Within months, ATEED boss Brett O’Riley had moved on. But Goff still has the outfit in his sights.

O’Riley’s replacement, Nick Hill, barely had time to get his own feet under the desk before the mayor wrote to the chair of the ATEED board, David McConnell, asking for Hill to conduct a “first principles review” of everything the organisation does.

The Spinoff has a copy of that letter. In it, Goff noted that ATEED seems to duplicate work done by government agencies like Trade and Enterprise, Callaghan Innovation and Tourism New Zealand. He also wondered whether ATEED was making the most of opportunities to work with local initiatives like “the Southern Initiative, COMET and the business improvement districts”. The first two of those are Manukau-based council agencies that coordinate educational, health and social programmes. ATEED already does some of this work but it’s a world away from what it has treated as core business: running big events like the Masters Games, enticing to entrepreneurs to set up shop here and sharpening the tourism potential of the place.
■ ■ ■ ■
Action item A: In the text about ATEED, who is the chair of the ATEED board?
Action item B: Write the next paragraph of the text about ATEED, starting right after its last sentence.
You won't need the data after this text.
■ ■ ■ ■
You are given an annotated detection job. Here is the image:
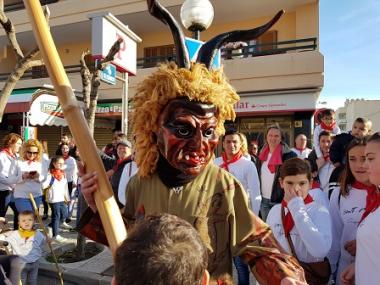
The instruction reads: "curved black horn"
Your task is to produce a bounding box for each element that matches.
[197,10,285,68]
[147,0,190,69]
■ ■ ■ ■
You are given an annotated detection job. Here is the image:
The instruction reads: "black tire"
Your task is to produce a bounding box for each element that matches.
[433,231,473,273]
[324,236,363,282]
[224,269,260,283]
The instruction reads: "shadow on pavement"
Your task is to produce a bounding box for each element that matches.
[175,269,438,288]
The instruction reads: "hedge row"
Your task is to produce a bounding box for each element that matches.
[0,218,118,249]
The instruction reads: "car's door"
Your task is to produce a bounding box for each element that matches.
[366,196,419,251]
■ ■ ■ ■
Answer area A: David McConnell.

Answer area B:
I asked Goff about the review Hill has been asked to do, thinking he would beat around the bush. He didn’t. He said it’s “a basic review of everything they’re doing and how well it’s being done”.

Does ATEED have a reduced budget? “Yes it does.” And reduced staffing? Yes, that too.

“Look, we do need a body to promote Auckland as a destination, and to promote us as a city with work skills,” he said. “But why would we want to double up on the work of government bodies like the Ministry of Business, Industry and Economic Development?”

So does he even value the work ATEED does? “Auckland did very well from the Masters Games,” he said, but then added that sometimes ATEED talks about events as if it made them happen when really it’s “a contributor”.

Was that the case with the Masters Games? In that instance, he acknowledged, “they were a driving force”.

Phil Goff and Nick Hill both spoke at a function last night to open the innovation hub Grid AKL’s new Generator building, in the Wynyard Quarter. Goff was excited about innovation and quoted the late Paul Callaghan: “a place where talent wants to live”.

“I thought that was so good I stole it for my campaign slogan last year,” he said. Which was true.

Hill made an amazing speech. He looked at the notes his comms team had given him and then said he had some other things he wanted to say. So he tossed the notes aside. After calling innovation “really really important”, which made everyone feel good, he said that when you strip away the population growth, productivity in Auckland “is actually going backwards”. Then he pointed out that the room was full of white people and most of us were male as well.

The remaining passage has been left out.